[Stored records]
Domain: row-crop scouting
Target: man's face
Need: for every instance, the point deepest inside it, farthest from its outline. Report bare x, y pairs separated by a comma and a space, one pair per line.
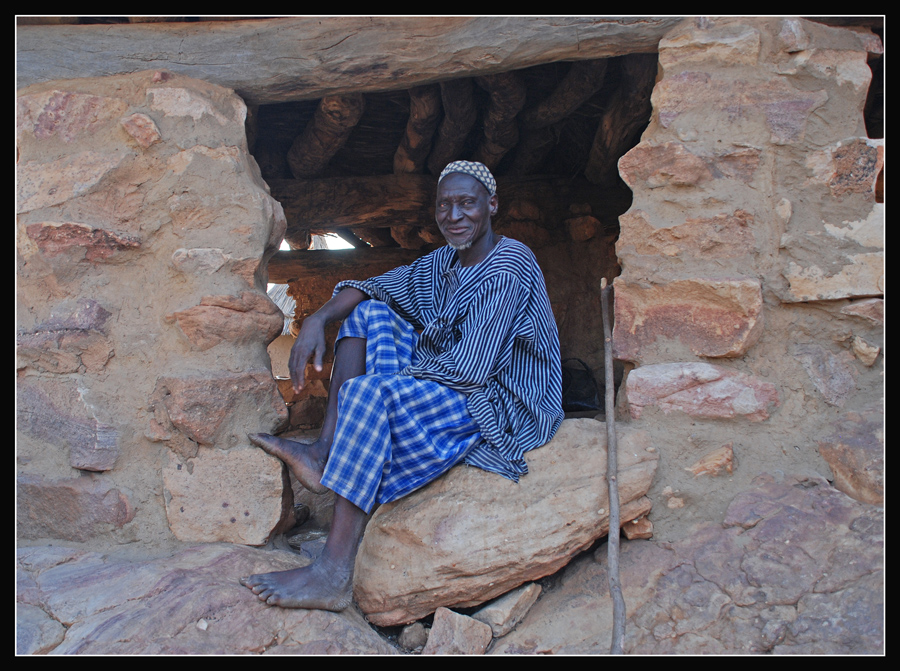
463, 210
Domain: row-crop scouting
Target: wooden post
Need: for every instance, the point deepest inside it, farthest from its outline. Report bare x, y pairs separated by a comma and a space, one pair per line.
612, 544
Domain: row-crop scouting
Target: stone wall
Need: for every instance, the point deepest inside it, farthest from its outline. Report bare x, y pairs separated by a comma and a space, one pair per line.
748, 309
143, 231
749, 306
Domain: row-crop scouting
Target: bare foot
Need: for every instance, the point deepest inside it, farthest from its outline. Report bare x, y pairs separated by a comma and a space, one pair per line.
319, 586
299, 457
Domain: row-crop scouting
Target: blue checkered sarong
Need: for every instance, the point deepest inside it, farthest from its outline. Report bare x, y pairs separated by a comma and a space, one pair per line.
395, 433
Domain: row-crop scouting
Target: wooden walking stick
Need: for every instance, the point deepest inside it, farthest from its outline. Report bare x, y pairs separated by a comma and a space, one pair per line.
612, 544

• **What to produce**
Print all the records exactly, minus any images.

• **Answer to this problem**
Domain: row-crop scouting
Target: man's face
Need: for every instance, the point deepest inside it, farthest from its outline. Report bare x, y pairs separated by a comma and a space, one pair per line.
463, 210
Domain: row-crop scouting
Target: wooden post
Need: for every instance, the point deepest inside it, farthest from its outline. Report bare x, y pairs separated by a comma and a space, one pair per line.
612, 544
Domain: row-crop scouting
Target: stone wall
Need: for every instance, the point deepest inside it, farthest from its outline. Report bare x, y pairs separated by a comma and a space, one pair per line.
748, 309
143, 231
749, 306
Domain: row-crop scouting
Target: bare foot
Need: for every instance, the point deepest inside it, farthest from its outline. Report bare x, y pairs separated by a comma and a space, one pair per line.
319, 586
299, 457
Domain: row-crop scouting
Target: blue checkered sarong
Need: for every instance, the point deepest inside it, farthest from its outline. Report bare x, y pairs separated by a comma and a space, one pair per line.
395, 433
Domain: row-crop scouting
Target: wooden walking stick
Need: for every instance, the point deepest inside it, farthest from its outline. Report bare x, y pairs separated by a comma and a space, one pair per line.
612, 544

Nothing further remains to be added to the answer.